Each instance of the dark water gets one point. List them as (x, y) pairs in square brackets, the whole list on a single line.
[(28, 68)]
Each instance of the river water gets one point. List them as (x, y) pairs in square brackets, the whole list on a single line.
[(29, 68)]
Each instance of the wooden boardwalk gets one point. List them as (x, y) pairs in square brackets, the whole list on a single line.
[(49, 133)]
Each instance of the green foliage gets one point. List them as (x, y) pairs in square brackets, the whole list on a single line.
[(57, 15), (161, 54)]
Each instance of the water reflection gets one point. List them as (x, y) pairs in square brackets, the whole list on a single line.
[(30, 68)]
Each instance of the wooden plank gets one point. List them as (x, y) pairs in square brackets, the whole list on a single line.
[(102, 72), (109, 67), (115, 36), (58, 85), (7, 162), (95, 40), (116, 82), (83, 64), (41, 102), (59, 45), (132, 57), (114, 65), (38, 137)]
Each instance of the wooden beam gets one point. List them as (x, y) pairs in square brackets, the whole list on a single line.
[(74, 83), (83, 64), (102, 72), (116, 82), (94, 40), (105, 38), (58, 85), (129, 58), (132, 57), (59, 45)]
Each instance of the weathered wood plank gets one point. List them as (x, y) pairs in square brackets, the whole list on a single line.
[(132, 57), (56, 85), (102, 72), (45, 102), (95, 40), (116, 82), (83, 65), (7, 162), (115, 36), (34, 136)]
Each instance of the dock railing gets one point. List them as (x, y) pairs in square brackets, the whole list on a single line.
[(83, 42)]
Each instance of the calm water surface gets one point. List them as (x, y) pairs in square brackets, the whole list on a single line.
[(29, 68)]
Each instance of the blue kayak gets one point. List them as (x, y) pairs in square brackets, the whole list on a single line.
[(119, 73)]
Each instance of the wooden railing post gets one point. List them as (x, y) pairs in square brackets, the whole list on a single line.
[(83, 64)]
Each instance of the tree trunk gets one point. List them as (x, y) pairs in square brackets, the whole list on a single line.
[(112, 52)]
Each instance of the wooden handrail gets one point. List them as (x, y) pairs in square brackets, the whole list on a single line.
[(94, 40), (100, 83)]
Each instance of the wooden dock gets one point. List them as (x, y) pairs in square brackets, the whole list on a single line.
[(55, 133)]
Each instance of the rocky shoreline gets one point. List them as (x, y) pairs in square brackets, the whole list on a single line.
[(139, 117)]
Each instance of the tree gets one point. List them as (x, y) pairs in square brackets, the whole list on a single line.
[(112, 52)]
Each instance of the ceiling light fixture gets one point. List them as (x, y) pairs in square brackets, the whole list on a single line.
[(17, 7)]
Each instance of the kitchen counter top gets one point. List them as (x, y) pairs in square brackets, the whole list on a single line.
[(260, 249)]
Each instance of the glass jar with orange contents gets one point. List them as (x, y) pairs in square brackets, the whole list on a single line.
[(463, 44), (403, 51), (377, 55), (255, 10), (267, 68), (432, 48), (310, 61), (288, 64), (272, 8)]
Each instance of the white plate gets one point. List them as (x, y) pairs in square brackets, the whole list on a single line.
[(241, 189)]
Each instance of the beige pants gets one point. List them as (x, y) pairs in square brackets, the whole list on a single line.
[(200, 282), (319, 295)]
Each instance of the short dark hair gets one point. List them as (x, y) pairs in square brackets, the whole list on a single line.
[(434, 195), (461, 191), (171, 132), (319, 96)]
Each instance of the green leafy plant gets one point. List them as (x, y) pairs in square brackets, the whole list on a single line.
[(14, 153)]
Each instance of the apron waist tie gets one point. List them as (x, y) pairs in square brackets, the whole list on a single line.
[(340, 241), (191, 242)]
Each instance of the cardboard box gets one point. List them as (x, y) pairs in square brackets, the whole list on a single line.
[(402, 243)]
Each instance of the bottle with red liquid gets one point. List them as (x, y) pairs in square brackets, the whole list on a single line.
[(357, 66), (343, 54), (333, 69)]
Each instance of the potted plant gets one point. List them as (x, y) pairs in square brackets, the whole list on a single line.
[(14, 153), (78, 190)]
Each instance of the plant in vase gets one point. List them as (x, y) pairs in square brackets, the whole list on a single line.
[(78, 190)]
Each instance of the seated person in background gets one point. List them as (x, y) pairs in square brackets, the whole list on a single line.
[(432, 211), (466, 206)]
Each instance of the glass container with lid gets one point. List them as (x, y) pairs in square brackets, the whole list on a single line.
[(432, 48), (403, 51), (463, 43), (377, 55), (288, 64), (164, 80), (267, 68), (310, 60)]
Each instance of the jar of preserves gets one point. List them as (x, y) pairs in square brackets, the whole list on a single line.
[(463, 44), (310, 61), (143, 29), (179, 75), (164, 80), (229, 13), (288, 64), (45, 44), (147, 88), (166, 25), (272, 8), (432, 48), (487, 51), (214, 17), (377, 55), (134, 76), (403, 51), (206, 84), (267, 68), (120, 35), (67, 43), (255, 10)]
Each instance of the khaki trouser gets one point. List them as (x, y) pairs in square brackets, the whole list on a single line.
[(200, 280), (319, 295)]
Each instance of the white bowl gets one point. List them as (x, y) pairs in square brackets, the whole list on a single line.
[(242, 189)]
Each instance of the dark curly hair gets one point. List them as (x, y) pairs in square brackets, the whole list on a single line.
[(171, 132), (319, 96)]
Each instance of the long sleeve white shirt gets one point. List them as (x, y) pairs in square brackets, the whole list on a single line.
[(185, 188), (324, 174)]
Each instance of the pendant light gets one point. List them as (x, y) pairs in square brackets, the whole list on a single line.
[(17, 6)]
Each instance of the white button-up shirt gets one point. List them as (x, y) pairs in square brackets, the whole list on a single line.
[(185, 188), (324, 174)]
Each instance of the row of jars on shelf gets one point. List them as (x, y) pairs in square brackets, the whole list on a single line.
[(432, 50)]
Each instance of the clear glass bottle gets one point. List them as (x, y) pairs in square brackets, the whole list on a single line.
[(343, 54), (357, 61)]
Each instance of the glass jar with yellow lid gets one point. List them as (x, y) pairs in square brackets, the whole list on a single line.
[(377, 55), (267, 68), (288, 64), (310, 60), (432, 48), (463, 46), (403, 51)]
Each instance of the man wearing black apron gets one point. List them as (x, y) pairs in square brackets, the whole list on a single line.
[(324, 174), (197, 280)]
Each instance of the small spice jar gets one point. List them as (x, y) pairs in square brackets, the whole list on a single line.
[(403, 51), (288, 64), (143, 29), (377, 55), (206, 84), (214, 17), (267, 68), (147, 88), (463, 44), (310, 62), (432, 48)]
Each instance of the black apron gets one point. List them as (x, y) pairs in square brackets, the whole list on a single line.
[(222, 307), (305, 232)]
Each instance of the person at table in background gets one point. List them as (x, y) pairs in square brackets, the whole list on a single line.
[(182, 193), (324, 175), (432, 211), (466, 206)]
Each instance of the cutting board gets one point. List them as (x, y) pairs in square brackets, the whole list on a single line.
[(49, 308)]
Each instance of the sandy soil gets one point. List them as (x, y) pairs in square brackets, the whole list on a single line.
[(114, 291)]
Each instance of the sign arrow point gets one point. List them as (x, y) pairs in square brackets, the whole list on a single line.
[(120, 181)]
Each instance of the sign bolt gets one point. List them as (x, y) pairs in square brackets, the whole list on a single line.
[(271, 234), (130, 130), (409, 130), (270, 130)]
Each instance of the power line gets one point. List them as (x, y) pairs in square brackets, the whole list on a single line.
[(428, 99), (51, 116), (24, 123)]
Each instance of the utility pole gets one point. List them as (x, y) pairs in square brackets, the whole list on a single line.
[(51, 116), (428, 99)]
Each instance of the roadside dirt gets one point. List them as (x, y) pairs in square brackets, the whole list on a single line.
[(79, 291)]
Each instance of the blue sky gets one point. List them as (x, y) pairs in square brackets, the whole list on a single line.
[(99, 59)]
-*-*-
→ WHAT YOU ARE ASKED TO DO
Could you transcribe the stretch of the records above, from their start through the line containing "[(49, 133)]", word for word?

→ REPLY TO THE EXERCISE
Each instance of the dark water gets one point. List them as (x, y) pairs in square brackets, the whole list on a single line.
[(28, 68)]
Each instance of the river water gets one point. List them as (x, y) pairs in square brackets, the whole list on a single line.
[(29, 68)]
Each instance of the wooden boardwalk gets one point. List them as (x, y) pairs in square brackets, the whole list on a single line.
[(49, 133)]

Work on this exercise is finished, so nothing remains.